Segment Start: Records shown

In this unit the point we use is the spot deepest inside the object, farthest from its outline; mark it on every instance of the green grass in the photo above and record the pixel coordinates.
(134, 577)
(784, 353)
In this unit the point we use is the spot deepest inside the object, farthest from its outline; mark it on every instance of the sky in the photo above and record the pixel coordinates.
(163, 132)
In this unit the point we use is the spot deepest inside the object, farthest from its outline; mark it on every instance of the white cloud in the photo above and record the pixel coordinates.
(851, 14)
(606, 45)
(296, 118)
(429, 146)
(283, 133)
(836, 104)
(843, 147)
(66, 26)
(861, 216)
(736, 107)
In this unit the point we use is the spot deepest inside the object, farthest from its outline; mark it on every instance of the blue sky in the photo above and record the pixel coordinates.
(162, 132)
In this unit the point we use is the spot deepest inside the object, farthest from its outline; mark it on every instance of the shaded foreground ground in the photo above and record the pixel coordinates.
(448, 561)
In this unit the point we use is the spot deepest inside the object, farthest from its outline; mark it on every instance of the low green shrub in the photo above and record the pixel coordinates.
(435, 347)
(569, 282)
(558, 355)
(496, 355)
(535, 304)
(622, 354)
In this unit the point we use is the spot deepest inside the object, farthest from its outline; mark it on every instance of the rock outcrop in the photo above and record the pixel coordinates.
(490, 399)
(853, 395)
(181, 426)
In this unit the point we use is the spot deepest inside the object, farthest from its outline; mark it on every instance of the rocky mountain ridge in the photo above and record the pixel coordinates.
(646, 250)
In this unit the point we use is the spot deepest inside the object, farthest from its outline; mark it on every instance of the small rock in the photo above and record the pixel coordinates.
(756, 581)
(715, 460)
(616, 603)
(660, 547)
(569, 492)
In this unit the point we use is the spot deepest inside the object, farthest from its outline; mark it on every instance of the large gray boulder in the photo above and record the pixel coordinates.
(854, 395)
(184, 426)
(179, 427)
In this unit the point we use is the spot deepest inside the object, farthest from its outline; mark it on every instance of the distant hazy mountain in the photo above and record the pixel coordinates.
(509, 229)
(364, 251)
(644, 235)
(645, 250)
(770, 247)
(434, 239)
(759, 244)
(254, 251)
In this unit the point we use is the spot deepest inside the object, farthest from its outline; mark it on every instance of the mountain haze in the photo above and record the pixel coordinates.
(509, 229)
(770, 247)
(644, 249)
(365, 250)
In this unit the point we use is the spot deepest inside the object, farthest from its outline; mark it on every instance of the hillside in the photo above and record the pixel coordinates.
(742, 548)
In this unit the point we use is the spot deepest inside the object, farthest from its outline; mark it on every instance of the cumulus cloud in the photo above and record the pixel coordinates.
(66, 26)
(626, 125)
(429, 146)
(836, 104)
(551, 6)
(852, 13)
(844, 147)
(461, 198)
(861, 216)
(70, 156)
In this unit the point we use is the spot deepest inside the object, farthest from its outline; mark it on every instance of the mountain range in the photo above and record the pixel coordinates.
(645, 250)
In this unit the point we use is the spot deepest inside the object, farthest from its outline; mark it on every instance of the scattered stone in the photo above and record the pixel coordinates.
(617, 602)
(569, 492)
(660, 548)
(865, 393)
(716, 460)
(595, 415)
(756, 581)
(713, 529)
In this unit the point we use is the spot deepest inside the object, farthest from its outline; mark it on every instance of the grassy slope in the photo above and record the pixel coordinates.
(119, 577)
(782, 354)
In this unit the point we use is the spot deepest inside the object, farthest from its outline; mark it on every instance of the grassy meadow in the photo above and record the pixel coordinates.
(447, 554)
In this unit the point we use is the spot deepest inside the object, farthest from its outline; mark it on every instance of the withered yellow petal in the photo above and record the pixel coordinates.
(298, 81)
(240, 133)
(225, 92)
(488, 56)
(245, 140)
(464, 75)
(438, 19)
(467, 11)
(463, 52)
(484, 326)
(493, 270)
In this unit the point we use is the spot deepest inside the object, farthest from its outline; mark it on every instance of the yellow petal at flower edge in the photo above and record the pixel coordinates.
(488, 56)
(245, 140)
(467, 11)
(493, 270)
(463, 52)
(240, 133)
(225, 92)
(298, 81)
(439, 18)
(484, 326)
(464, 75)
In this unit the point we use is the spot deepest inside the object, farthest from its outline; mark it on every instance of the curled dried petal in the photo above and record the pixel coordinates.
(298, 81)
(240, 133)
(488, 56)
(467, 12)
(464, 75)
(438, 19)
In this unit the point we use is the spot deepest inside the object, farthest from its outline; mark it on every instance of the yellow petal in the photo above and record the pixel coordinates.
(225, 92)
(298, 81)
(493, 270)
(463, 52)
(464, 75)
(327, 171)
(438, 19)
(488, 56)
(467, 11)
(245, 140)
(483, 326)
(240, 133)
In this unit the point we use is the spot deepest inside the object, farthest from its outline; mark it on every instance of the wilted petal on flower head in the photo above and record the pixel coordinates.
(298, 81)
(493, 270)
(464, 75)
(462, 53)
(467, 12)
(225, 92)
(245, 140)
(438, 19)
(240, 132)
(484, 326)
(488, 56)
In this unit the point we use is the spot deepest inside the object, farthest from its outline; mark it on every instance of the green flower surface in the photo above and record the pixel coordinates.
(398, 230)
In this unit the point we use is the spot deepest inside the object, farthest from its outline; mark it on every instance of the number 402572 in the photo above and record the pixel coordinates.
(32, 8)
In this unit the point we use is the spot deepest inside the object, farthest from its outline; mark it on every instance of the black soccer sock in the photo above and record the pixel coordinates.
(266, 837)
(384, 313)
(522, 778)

Segment End: Records shown

Print all of the lines above so that each one matches its original exactly.

Task result:
In this unit the point we use is the spot deepest inside the object, farthest from its outline; mark it on every instance of the green grass in the photo above and record the pixel coordinates.
(134, 577)
(784, 353)
In this unit the point we use is the spot deepest inside the object, farthest from its outline; mark it on every instance of the sky in the photo above and record the pixel coordinates.
(163, 132)
In this unit the point we use is the spot deepest inside the object, farthest from its outline; mark it on every instance of the white cloud in the photo above and record the pixel coordinates.
(851, 14)
(606, 45)
(296, 118)
(429, 146)
(283, 133)
(836, 104)
(843, 147)
(66, 26)
(861, 216)
(736, 107)
In this unit the point we use is the spot deepest inside the object, farthest from its outline; mark it on every instance of the blue sky in the photo above and record the pixel coordinates.
(162, 132)
In this unit the point we use is the spot deepest inside the object, farthest from its outline; mark it on every instance of the shaded foreground ground in the photo above and record the pixel coordinates.
(448, 561)
In this unit the point we use is the spot deepest inside the object, farthest from its outline; mark it on every instance of the low green shrub in the photo above and record the pixel coordinates.
(435, 347)
(569, 282)
(558, 355)
(496, 355)
(535, 304)
(622, 354)
In this unit the point we use is the spot deepest inside the object, farthest from its outline; mark it on every instance of the rock outcrop in the photo above and record the pixel coordinates.
(490, 399)
(853, 395)
(181, 426)
In this unit the point we use is the spot deepest inside the object, farthest from its outline; mark it on every instance of the rocky mountain ridge in the photo above and record the pixel coordinates.
(646, 250)
In this unit the point we use is the spot deepest inside the object, farthest from its outline; mark it on every instance of the small rock in the photo above and record the pixel coordinates.
(756, 581)
(715, 460)
(616, 603)
(660, 547)
(569, 492)
In this unit the point we use is the spot deepest inside the object, farthest from its outline; mark it on every instance of the large gray boulder in the photo above and record the pixel coordinates.
(854, 395)
(184, 426)
(179, 427)
In this unit the point we use is the spot deepest inside the object, farthest from its outline; mark it on every instance of the distant hazy mountain in the photo above and record the pixel coordinates.
(509, 229)
(364, 251)
(644, 235)
(645, 250)
(770, 247)
(434, 239)
(759, 244)
(254, 251)
In this unit the point we use is the spot deepest inside the object, farthest from its outline; mark it on every instance of the mountain haze in the photo above and record the pixel coordinates.
(509, 229)
(770, 247)
(644, 249)
(365, 250)
In this unit the point we use is the spot deepest inside the object, farthest from its outline; mark it on every instance of the hillside in the photo above and record the pixel coordinates.
(742, 548)
In this unit the point we use is the spot deepest inside the object, farthest from its outline; mark it on every instance of the cumulus cloud in the photo above and record the pixel coordinates.
(66, 26)
(626, 125)
(429, 146)
(836, 104)
(551, 6)
(852, 13)
(844, 147)
(461, 198)
(861, 216)
(70, 156)
In this unit the point we use is the spot deepest inside the object, farthest from its outline; mark it on every instance of the mountain range in the photo above and record the pixel coordinates.
(645, 250)
In this unit the point we use is the spot deepest inside the object, farthest from its outline; mark it on every instance of the scattered stone in the photo above and record the pixel coordinates.
(617, 602)
(569, 492)
(660, 548)
(865, 393)
(716, 460)
(595, 415)
(756, 581)
(713, 529)
In this unit the point we use is the spot deepest inside the object, farthest from its outline; mark it on every instance of the grassy slope in the photo above and record the pixel coordinates.
(119, 577)
(782, 354)
In this unit the point we use is the spot deepest inside the object, farthest from its outline; mark it on every instance of the grassy meadow in the photo above and record the pixel coordinates.
(447, 554)
In this unit the point we use is the spot deepest inside the object, farthest from its outline; mark it on every instance of the withered yellow petal in the photo above and record the pixel coordinates.
(298, 81)
(240, 133)
(225, 92)
(488, 56)
(245, 140)
(464, 75)
(438, 19)
(467, 11)
(463, 52)
(484, 326)
(493, 270)
In this unit the point we use is the spot deepest inside the object, farthest from its outline; mark it on every instance of the yellow petal at flower edge in the photo above and record the pixel coordinates.
(488, 56)
(245, 140)
(467, 11)
(493, 270)
(463, 52)
(240, 133)
(225, 92)
(298, 81)
(439, 18)
(484, 326)
(464, 75)
In this unit the point we use is the spot deepest inside the object, farthest from its outline; mark it on every instance of the curled dried petal in the photo above and record the pixel coordinates.
(298, 81)
(240, 133)
(488, 56)
(467, 12)
(464, 75)
(438, 19)
In this unit the point we use is the spot deepest inside the object, farthest from its outline; mark it on every instance of the yellow petal in the photo above and record the pixel coordinates.
(225, 92)
(298, 81)
(493, 270)
(463, 52)
(464, 75)
(327, 171)
(438, 19)
(488, 56)
(467, 11)
(245, 140)
(483, 326)
(240, 133)
In this unit the point we use is the spot deepest inside the object, farthest from its outline; mark it on every instance of the wilted petal on flower head in the photo above and record the pixel coordinates.
(298, 81)
(493, 270)
(464, 75)
(462, 53)
(467, 12)
(225, 92)
(245, 140)
(438, 19)
(240, 132)
(484, 326)
(488, 56)
In this unit the point we use is the spot deepest inside the object, farthest from its outline; mark it on every instance of the green flower surface in the photo above and record the pixel coordinates.
(398, 230)
In this unit the point we use is the spot deepest inside the object, farthest from its outline; mark it on every instance of the number 402572 in the photo above and record the pixel coordinates.
(32, 8)
In this unit the point we use is the spot deepest inside the object, farthest from its outline; mark it on every instance of the black soccer sock in the photo above and record the pixel coordinates.
(266, 837)
(384, 313)
(522, 778)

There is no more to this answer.